- [Set of tasks]
a. Copy the part of the workplace design article that begins at the words "This means working" and ends after the words "sets and interests.".
b. Answer these questions from the workplace design article:
(i) Which three words does Anna Breheny use to describe the future of workplace design?
(ii) In which city is the Breheny Group based?
(iii) What kind of family did Breheny grow up in?
::: Document excerpt :::
Tomorrow’s workplace design today: The future favors the bold
When asked to describe the future of workplace design, Anna Breheny doesn’t hesitate for a second. "Multifunctional, flexible and human-focused," she says.
Breheny’s expertise spans the globe. Originally from Australia, the Interior Designer, Creative Director and Founder of the Sydney-based Breheny Group has worked on projects from boutiques to chain stores, residential to retail design, in the Middle East, United Kingdom, Ireland, Australia and beyond. The unique mix of styles and cultures she’s been exposed to through work and study have informed her understanding of holistic design – and exactly how that affects the people using it.
Now, as the world recalibrates after the COVID-19 pandemic, she draws on this experience to bring an optimism to her approach to work. "I think the pandemic was really important to show ourselves that we could do anything, anywhere in the world," she says. "We’re not defined by the ‘traditional’ anymore."
This means working with a team that’s spread out across the globe, cherry-picking the best personalities and abilities from anywhere and everywhere, and tasking them with a project that perfectly matches their skill sets and interests.
Breheny’s passion for collaboration was sparked when she was young. She grew up in a large, close and supportive Irish family spanning several generations. These days, the Breheny clan has members involved in art, design, construction and property in various capacities. "I set up my company so that we can one day work together and expand to include other legs of the business under The Breheny Group," she says.
::: Information :::
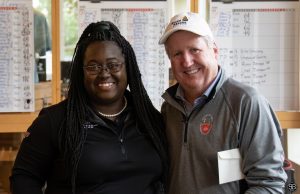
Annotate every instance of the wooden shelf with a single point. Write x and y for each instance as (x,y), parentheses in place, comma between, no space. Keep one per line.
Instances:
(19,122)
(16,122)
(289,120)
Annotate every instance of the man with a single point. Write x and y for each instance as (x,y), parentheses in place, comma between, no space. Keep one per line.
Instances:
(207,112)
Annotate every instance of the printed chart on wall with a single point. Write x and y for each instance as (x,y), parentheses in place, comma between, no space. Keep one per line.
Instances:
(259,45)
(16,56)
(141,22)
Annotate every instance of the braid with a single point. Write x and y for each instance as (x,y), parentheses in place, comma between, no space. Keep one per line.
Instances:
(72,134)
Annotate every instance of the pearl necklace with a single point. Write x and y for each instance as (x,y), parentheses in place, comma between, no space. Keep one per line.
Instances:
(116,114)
:::
::: Information :::
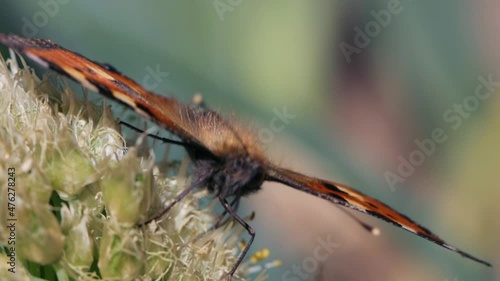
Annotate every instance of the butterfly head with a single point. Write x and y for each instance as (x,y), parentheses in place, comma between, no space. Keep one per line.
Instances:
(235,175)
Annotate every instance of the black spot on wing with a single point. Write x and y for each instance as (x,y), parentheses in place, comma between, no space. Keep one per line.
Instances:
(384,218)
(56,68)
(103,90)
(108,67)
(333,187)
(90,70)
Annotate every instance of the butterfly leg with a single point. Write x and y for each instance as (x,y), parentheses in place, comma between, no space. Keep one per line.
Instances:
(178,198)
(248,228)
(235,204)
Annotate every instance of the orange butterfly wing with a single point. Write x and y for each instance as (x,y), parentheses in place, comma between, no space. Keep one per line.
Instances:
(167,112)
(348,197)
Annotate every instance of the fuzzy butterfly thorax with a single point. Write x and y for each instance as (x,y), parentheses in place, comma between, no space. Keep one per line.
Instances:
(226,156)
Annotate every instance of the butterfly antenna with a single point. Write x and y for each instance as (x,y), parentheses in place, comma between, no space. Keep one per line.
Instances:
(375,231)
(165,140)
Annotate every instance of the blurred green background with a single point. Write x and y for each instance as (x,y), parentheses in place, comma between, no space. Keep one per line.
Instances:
:::
::: Information :::
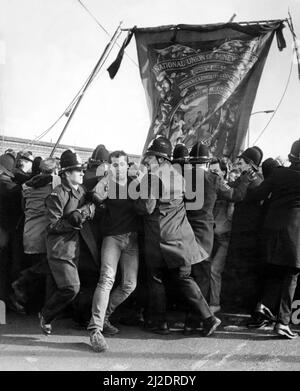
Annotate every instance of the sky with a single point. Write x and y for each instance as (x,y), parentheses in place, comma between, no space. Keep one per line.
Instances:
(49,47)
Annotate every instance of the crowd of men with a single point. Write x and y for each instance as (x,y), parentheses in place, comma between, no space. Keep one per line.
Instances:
:::
- [Your responses]
a.
This means working with a team that’s spread out across the globe, cherry-picking the best personalities and abilities from anywhere and everywhere, and tasking them with a project that perfectly matches their skill sets and interests.

b.
(i) Multifunctional, flexible and human-focused.
(ii) Sydney.
(iii) A large, close and supportive Irish family spanning several generations.